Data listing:
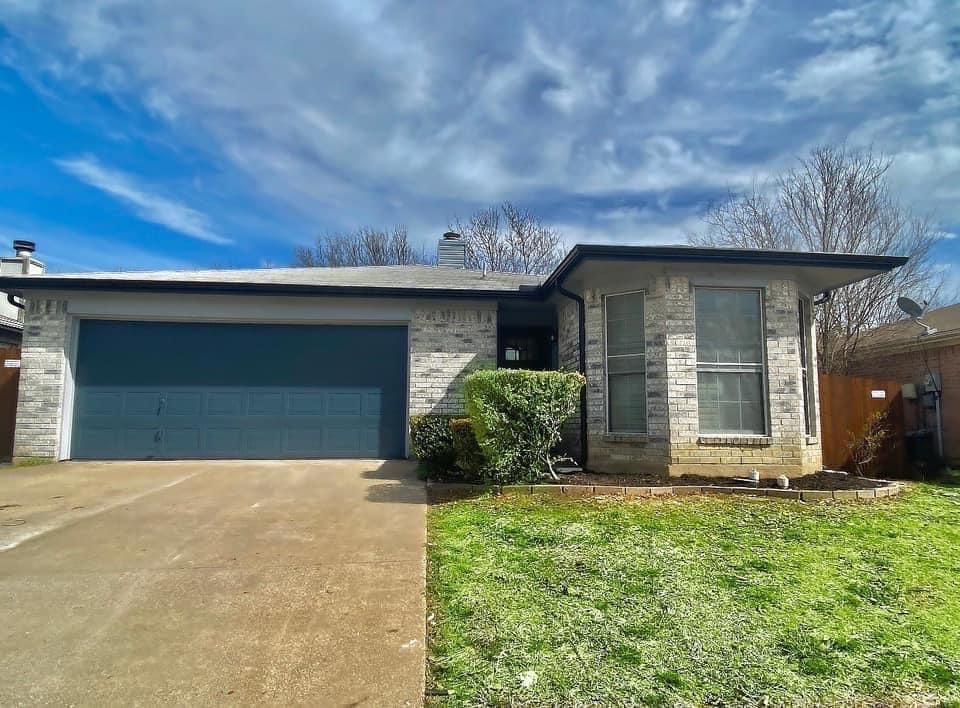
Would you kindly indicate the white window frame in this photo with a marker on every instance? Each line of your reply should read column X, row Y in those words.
column 736, row 368
column 606, row 368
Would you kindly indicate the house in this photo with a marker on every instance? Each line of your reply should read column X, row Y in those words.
column 11, row 313
column 928, row 363
column 696, row 359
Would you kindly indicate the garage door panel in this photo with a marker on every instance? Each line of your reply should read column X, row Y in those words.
column 263, row 443
column 345, row 403
column 306, row 403
column 105, row 403
column 182, row 441
column 219, row 401
column 224, row 440
column 222, row 403
column 260, row 403
column 304, row 442
column 142, row 403
column 183, row 403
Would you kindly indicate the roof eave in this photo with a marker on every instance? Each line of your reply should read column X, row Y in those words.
column 682, row 254
column 18, row 286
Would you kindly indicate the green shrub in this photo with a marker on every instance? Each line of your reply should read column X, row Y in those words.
column 432, row 442
column 517, row 416
column 470, row 458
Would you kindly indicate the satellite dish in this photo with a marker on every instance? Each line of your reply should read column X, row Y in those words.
column 910, row 307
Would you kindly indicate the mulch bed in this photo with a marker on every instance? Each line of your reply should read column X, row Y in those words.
column 815, row 481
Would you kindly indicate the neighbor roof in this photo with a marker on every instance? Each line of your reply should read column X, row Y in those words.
column 418, row 280
column 907, row 332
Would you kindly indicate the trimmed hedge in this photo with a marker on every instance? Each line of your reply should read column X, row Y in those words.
column 517, row 416
column 432, row 442
column 470, row 458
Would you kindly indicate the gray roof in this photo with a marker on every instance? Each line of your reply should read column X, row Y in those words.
column 825, row 271
column 946, row 321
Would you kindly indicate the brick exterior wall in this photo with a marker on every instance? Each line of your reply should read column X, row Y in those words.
column 907, row 366
column 673, row 442
column 568, row 359
column 447, row 342
column 42, row 370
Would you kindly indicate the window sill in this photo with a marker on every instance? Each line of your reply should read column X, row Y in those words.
column 640, row 438
column 741, row 440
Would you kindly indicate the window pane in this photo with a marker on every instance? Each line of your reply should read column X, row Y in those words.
column 626, row 364
column 751, row 387
column 752, row 418
column 628, row 403
column 729, row 326
column 625, row 324
column 731, row 402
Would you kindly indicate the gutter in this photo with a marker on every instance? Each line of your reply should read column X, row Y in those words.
column 582, row 349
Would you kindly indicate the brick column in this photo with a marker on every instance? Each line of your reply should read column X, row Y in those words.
column 42, row 371
column 446, row 344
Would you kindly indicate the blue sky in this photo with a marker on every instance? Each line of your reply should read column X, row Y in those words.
column 223, row 133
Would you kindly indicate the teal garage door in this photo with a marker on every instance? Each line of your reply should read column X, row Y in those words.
column 167, row 390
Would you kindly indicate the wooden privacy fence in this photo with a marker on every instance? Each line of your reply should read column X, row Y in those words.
column 846, row 406
column 9, row 385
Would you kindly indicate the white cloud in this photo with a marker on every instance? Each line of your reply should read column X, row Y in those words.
column 148, row 206
column 386, row 112
column 677, row 11
column 642, row 79
column 851, row 72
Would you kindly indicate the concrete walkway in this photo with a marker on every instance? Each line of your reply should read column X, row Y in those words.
column 212, row 582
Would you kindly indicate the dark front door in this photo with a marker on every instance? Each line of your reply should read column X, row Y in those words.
column 198, row 390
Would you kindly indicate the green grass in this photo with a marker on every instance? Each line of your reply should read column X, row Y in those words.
column 699, row 600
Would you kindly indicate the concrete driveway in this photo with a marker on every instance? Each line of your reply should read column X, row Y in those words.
column 212, row 582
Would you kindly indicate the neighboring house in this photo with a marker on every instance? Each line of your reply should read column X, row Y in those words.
column 697, row 360
column 903, row 352
column 11, row 315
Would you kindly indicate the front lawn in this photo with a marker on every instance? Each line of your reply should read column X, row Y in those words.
column 703, row 600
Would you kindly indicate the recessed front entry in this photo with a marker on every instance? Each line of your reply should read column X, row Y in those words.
column 169, row 390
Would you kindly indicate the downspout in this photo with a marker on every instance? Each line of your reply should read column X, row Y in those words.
column 582, row 347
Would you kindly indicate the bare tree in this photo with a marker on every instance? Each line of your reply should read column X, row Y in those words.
column 508, row 239
column 836, row 200
column 364, row 247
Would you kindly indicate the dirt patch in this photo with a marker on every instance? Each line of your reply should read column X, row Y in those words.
column 815, row 481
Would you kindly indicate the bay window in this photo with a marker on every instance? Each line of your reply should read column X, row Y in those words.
column 625, row 363
column 730, row 368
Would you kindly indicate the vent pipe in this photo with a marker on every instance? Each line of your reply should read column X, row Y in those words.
column 451, row 251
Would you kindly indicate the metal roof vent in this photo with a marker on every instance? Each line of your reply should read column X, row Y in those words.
column 23, row 248
column 451, row 251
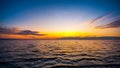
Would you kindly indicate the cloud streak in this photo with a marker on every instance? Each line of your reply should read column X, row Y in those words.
column 114, row 24
column 100, row 18
column 16, row 31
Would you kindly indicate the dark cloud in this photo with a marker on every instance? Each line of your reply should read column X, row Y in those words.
column 114, row 24
column 4, row 30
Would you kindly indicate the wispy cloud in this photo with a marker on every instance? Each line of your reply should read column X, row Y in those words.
column 29, row 32
column 114, row 24
column 4, row 30
column 100, row 18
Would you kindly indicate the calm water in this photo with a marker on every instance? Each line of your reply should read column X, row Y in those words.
column 56, row 53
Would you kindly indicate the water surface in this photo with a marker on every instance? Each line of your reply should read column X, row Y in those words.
column 59, row 53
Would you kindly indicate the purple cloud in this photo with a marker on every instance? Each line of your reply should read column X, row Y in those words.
column 114, row 24
column 4, row 30
column 29, row 32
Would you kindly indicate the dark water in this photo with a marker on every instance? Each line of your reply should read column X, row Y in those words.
column 59, row 53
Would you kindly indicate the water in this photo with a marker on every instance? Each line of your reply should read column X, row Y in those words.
column 59, row 53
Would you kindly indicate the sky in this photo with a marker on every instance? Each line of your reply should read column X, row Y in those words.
column 59, row 18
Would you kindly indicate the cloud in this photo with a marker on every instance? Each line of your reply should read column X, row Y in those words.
column 4, row 30
column 114, row 24
column 29, row 32
column 100, row 18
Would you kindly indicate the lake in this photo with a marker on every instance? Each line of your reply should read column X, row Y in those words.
column 59, row 53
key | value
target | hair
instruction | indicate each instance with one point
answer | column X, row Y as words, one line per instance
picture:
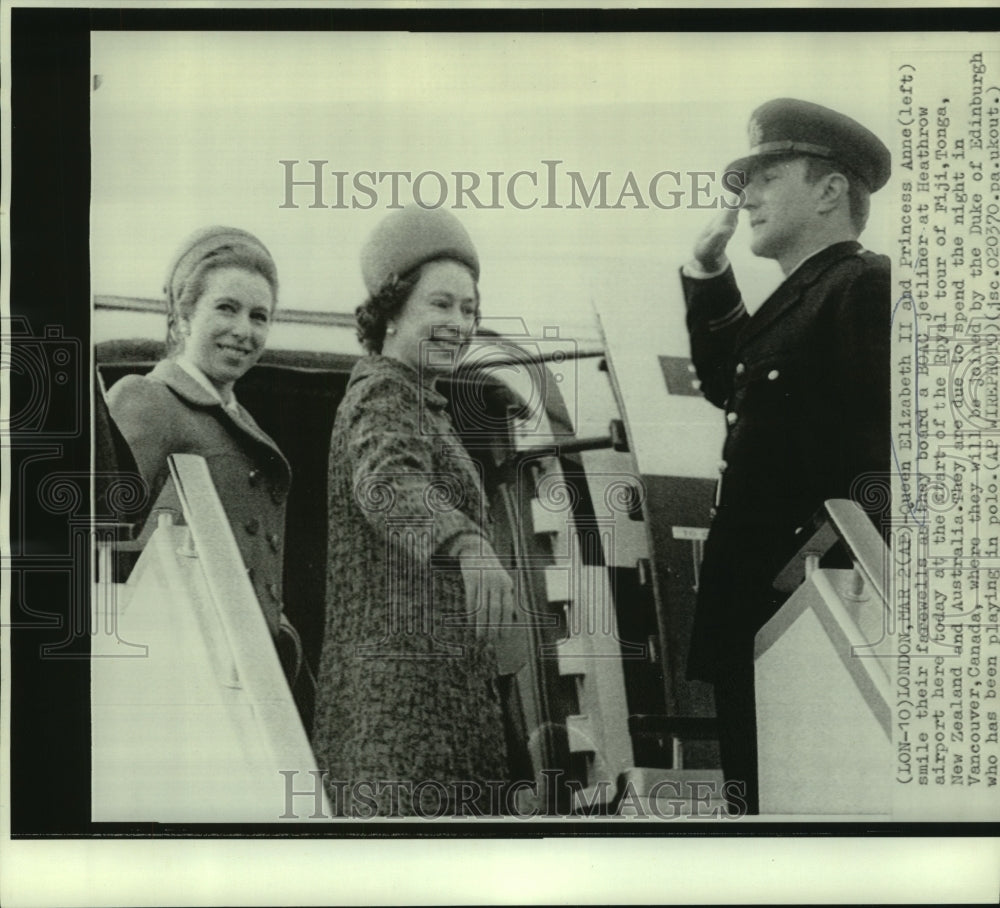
column 858, row 195
column 375, row 313
column 244, row 257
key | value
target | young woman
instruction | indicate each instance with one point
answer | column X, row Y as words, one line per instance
column 221, row 291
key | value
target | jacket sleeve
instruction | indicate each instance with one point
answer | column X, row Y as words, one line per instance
column 391, row 458
column 715, row 314
column 136, row 406
column 860, row 360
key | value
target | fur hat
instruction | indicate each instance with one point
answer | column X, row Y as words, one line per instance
column 411, row 236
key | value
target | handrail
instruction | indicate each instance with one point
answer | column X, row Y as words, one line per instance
column 258, row 670
column 844, row 520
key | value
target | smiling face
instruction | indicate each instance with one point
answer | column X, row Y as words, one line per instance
column 781, row 206
column 436, row 319
column 226, row 332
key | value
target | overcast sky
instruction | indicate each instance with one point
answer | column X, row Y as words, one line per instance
column 189, row 129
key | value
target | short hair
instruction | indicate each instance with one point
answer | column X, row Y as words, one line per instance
column 374, row 314
column 858, row 195
column 242, row 257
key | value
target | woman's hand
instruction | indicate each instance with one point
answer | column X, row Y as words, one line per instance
column 489, row 590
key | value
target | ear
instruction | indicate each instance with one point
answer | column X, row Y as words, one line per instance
column 832, row 192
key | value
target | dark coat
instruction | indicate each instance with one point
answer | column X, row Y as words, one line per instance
column 405, row 691
column 168, row 412
column 805, row 385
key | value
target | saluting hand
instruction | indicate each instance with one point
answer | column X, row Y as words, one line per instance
column 489, row 590
column 710, row 247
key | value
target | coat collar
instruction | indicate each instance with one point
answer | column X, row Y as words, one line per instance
column 381, row 366
column 188, row 389
column 791, row 289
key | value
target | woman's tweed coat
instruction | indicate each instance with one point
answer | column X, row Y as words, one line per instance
column 406, row 692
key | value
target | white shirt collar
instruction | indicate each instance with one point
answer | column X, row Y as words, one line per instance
column 203, row 380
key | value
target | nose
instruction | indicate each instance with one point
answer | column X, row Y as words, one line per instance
column 242, row 327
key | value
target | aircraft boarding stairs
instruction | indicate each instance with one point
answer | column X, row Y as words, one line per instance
column 192, row 719
column 823, row 691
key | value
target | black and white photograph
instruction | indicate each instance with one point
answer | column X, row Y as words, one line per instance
column 429, row 425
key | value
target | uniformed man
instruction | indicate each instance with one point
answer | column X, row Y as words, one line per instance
column 804, row 382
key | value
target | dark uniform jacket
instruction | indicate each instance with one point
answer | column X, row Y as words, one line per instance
column 805, row 386
column 168, row 412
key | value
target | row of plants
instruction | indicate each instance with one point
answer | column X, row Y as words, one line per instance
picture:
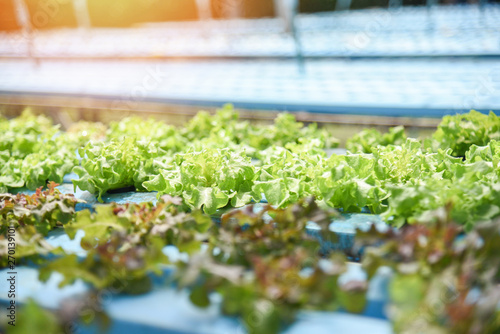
column 218, row 161
column 261, row 262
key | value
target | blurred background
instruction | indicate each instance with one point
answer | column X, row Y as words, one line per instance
column 344, row 63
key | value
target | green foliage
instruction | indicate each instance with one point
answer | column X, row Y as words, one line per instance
column 368, row 139
column 461, row 131
column 209, row 179
column 113, row 165
column 124, row 244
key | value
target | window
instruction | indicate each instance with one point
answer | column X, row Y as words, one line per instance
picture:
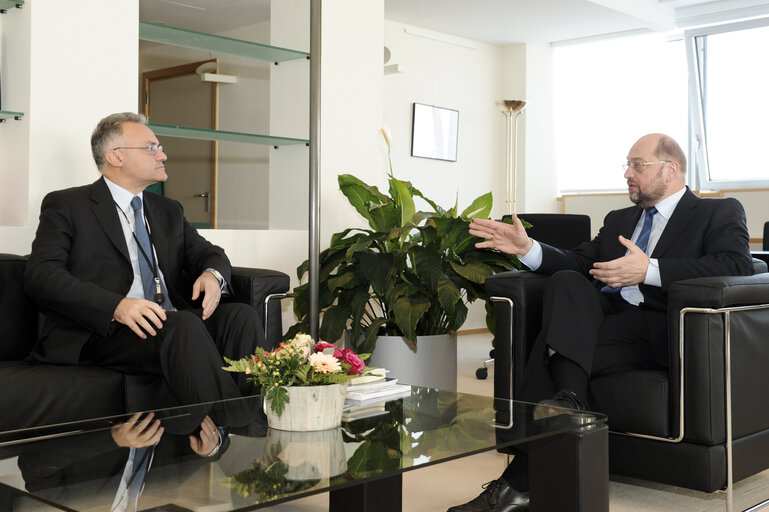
column 729, row 104
column 608, row 93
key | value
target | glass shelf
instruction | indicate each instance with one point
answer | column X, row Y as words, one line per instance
column 176, row 36
column 7, row 114
column 10, row 4
column 203, row 134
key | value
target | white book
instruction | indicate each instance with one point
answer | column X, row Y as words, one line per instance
column 372, row 386
column 388, row 392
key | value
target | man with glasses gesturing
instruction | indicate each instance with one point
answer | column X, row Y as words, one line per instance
column 107, row 266
column 605, row 304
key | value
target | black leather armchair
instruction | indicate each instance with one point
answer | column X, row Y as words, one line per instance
column 562, row 230
column 670, row 426
column 39, row 394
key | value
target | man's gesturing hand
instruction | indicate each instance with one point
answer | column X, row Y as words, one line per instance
column 137, row 431
column 508, row 238
column 209, row 285
column 140, row 314
column 628, row 270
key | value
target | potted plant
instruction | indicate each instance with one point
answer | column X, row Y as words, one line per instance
column 411, row 274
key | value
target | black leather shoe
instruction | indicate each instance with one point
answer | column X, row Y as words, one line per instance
column 498, row 496
column 561, row 403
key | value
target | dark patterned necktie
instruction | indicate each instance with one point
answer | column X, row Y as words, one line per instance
column 642, row 243
column 148, row 276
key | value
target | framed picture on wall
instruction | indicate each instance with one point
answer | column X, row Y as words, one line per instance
column 434, row 132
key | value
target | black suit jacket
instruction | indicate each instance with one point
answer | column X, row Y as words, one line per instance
column 80, row 269
column 703, row 237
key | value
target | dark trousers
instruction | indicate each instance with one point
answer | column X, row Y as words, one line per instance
column 601, row 333
column 187, row 352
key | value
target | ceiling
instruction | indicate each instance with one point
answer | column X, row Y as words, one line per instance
column 497, row 22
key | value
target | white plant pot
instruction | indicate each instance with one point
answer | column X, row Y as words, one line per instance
column 309, row 408
column 430, row 362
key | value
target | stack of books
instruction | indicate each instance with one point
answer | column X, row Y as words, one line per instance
column 367, row 395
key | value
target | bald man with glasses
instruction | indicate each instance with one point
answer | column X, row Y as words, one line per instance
column 605, row 304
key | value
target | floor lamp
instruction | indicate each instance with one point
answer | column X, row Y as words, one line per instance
column 511, row 110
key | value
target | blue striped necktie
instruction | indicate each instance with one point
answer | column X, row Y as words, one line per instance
column 642, row 242
column 143, row 238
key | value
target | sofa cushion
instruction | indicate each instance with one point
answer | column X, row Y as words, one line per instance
column 636, row 401
column 18, row 315
column 43, row 394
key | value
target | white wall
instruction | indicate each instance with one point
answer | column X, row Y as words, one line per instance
column 446, row 75
column 81, row 63
column 466, row 77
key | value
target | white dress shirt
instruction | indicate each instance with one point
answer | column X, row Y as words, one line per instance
column 632, row 294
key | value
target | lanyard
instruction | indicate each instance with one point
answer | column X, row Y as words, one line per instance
column 153, row 264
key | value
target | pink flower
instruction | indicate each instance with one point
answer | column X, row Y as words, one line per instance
column 350, row 357
column 321, row 346
column 325, row 363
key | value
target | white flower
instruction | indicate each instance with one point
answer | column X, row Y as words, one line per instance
column 303, row 344
column 325, row 363
column 385, row 131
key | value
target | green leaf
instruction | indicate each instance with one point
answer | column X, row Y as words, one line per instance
column 448, row 294
column 378, row 269
column 440, row 211
column 476, row 271
column 344, row 280
column 459, row 317
column 334, row 322
column 361, row 196
column 371, row 334
column 481, row 207
column 407, row 313
column 428, row 265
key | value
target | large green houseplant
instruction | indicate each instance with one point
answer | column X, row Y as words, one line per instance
column 411, row 274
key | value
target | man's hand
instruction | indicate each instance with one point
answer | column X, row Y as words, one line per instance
column 208, row 438
column 208, row 285
column 136, row 433
column 508, row 238
column 628, row 270
column 140, row 314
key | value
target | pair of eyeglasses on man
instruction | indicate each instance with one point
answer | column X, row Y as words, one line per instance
column 639, row 166
column 152, row 149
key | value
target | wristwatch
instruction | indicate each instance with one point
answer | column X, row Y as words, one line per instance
column 216, row 274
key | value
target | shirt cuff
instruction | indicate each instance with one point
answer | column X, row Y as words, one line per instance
column 533, row 258
column 225, row 288
column 653, row 273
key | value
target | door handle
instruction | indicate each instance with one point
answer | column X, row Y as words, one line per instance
column 205, row 196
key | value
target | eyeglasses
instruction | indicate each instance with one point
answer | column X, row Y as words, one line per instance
column 638, row 166
column 152, row 149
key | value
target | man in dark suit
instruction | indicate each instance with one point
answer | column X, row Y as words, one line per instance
column 605, row 304
column 106, row 259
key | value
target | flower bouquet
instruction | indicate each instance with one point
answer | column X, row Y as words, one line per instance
column 298, row 362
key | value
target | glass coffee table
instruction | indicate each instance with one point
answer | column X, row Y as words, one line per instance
column 77, row 465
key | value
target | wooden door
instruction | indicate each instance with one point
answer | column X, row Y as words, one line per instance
column 177, row 96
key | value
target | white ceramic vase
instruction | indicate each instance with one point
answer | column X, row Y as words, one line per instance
column 309, row 408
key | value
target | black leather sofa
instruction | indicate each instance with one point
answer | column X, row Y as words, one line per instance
column 685, row 427
column 43, row 394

#### EXERCISE
Copy word for word the lines from the one holding "Would you kindly indicate the teal" through the one holding "column 167, row 390", both of those lines included.

#### EXERCISE OUTPUT
Would you kindly indicate the teal garage door in this photo with a marker on every instance? Each line of your reply should read column X, row Y in those words.
column 167, row 390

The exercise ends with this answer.